* **PARTS OF THE EXERCISE**
(A) Could you reproduce, word for word, the part of the GeoBrix readers overview starting with "Lightweight (pyrx)" and going on through "single machine's memory."?
(B) What does the GeoBrix readers overview say, in two sentences?

* **SELECTED EXTRACT**
■ ■ ■ ■ ■ ■ ■

Readers Overview

GeoBrix provides Spark readers for geospatial file formats.

Lightweight (pyrx)
Heavyweight (rasterx)

The lightweight tier ships native Python DataSource V2 readers — no JAR, no init script.

Why this scales beyond a single node

These are Spark DataSource V2 readers, not single-node rasterio/pyogrio wrappers. The work is partitioned and read in parallel across the cluster — vector readers slice features by chunkSize, raster readers can split large files by sizeInMB — and the result is a distributed DataFrame ready for joins and aggregations with no driver-side collect. A single-node pyogrio.read_* or rasterio.open reads one file sequentially on one machine; these readers fan the same work across executors and scale past a single machine's memory.

Unlike the heavyweight readers (auto-discovered from the JAR), the lightweight Python DataSources are not auto-registered — call register(spark) once per session before using any *_gbx format:

from databricks.labs.gbx.ds.register import register
register(spark)

To register only the formats this session uses, pass only= (by format name, with or without the _gbx suffix):

register(spark, only=["raster_gbx", "gtiff_gbx"])

■ ■ ■ ■ ■ ■ ■

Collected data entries

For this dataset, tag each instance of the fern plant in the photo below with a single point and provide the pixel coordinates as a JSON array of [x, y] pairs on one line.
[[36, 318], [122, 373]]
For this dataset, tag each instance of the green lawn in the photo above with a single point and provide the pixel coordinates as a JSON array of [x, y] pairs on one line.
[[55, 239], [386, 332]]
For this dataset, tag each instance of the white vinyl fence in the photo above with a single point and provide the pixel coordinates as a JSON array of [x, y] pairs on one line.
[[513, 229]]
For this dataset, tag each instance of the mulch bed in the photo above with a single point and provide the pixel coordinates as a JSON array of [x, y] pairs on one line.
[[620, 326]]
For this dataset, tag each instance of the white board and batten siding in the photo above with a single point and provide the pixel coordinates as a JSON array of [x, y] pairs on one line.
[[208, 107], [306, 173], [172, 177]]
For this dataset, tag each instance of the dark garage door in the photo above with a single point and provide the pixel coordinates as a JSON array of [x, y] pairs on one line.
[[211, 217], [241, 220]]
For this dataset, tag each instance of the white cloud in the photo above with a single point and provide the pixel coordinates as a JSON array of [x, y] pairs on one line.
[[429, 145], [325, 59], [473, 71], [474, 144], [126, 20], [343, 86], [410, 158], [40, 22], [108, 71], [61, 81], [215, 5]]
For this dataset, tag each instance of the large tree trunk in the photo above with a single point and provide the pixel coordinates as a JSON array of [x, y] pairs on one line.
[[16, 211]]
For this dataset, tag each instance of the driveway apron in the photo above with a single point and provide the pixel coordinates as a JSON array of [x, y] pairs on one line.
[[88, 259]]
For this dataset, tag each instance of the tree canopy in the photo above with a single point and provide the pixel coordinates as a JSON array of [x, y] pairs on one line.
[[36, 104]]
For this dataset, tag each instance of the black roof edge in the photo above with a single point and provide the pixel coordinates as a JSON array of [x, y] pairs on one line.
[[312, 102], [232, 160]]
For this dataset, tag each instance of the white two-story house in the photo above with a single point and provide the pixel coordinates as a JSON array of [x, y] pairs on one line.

■ ■ ■ ■ ■ ■ ■

* **EXERCISE RESULTS**
(A)
Lightweight (pyrx)
Heavyweight (rasterx)

The lightweight tier ships native Python DataSource V2 readers — no JAR, no init script.

Why this scales beyond a single node

These are Spark DataSource V2 readers, not single-node rasterio/pyogrio wrappers. The work is partitioned and read in parallel across the cluster — vector readers slice features by chunkSize, raster readers can split large files by sizeInMB — and the result is a distributed DataFrame ready for joins and aggregations with no driver-side collect. A single-node pyogrio.read_* or rasterio.open reads one file sequentially on one machine; these readers fan the same work across executors and scale past a single machine's memory.

(B) GeoBrix provides Spark DataSource V2 readers for geospatial file formats in two tiers: a lightweight Python tier that needs no JAR or init script, and a heavyweight tier discovered automatically from the JAR. These readers split the work across the cluster's executors and return a distributed DataFrame, but the lightweight ones must be registered with register(spark) once per session, optionally limited to specific formats with only=.